>> start

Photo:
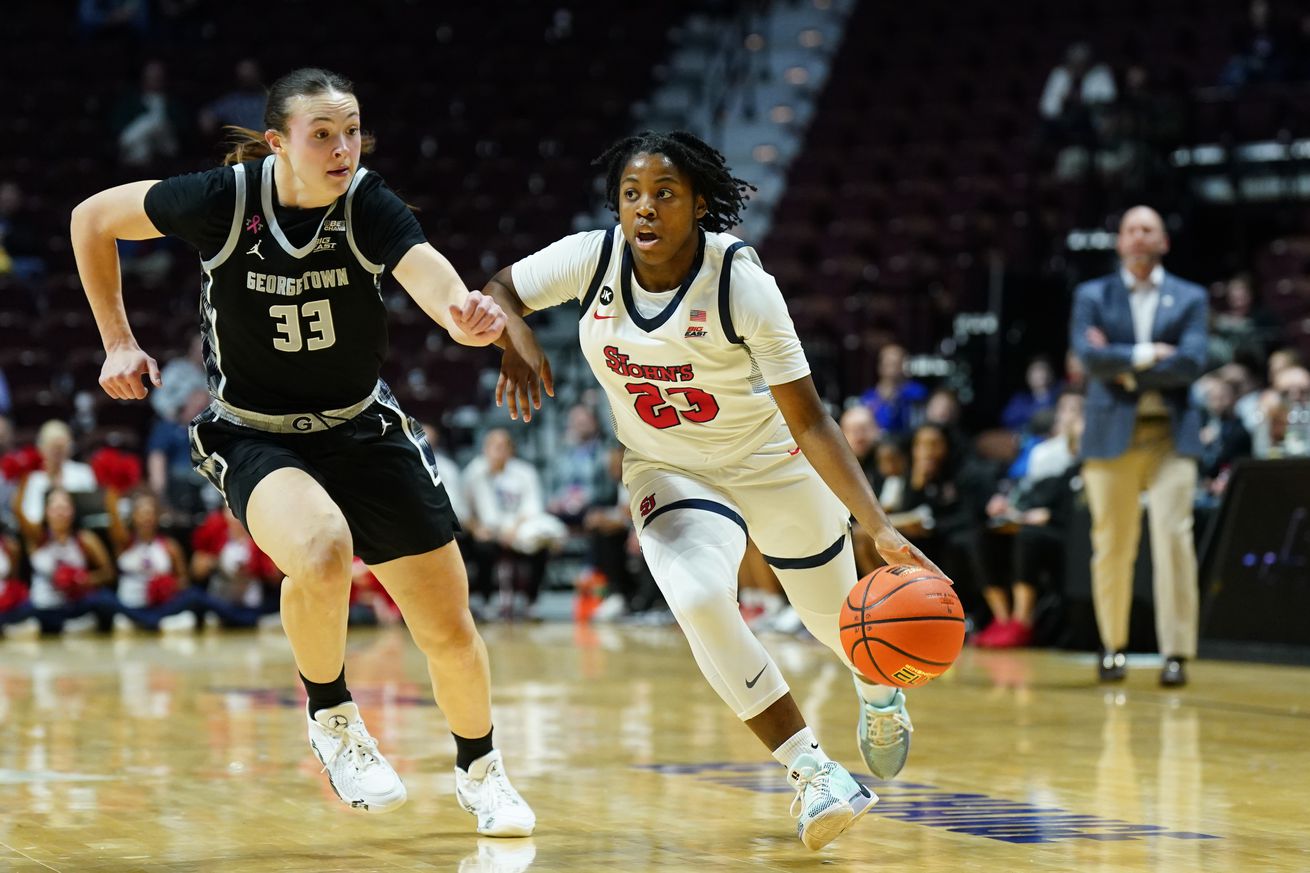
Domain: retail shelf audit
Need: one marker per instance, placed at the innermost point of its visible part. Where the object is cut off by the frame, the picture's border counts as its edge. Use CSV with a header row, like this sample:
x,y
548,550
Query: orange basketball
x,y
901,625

>> end

WORK TO BE COMPLETED: Please retype the records above word for word, leaving out the pictures.

FULL ANSWER:
Photo:
Domain: retail shelf audit
Need: one marker per instance, placed at the innermost point of its visible part. Where the object is cut off by the frame, the picture's border counts as its edge. Use CSV with a header row, like this sample:
x,y
548,550
Query: orange basketball
x,y
901,625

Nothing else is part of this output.